→ **Problem details**: Your copy should hold every record exactly and no images.

━━━ Supplied material ━━━

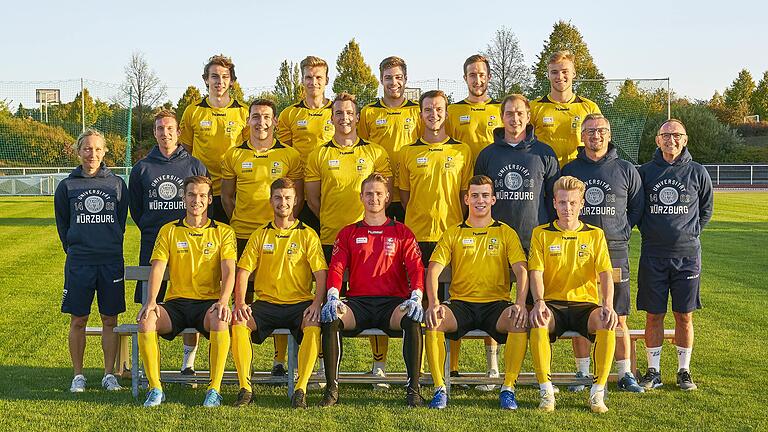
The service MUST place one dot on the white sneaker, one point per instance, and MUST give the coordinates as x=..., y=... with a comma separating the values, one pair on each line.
x=379, y=372
x=78, y=384
x=489, y=387
x=109, y=382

━━━

→ **Solution to this problem**:
The service MUST place one dot on the white sneaker, one point per instance, and MUST give the coordinates as x=..., y=... with a comma separating the values, one pair on each line.
x=379, y=372
x=78, y=384
x=489, y=387
x=109, y=382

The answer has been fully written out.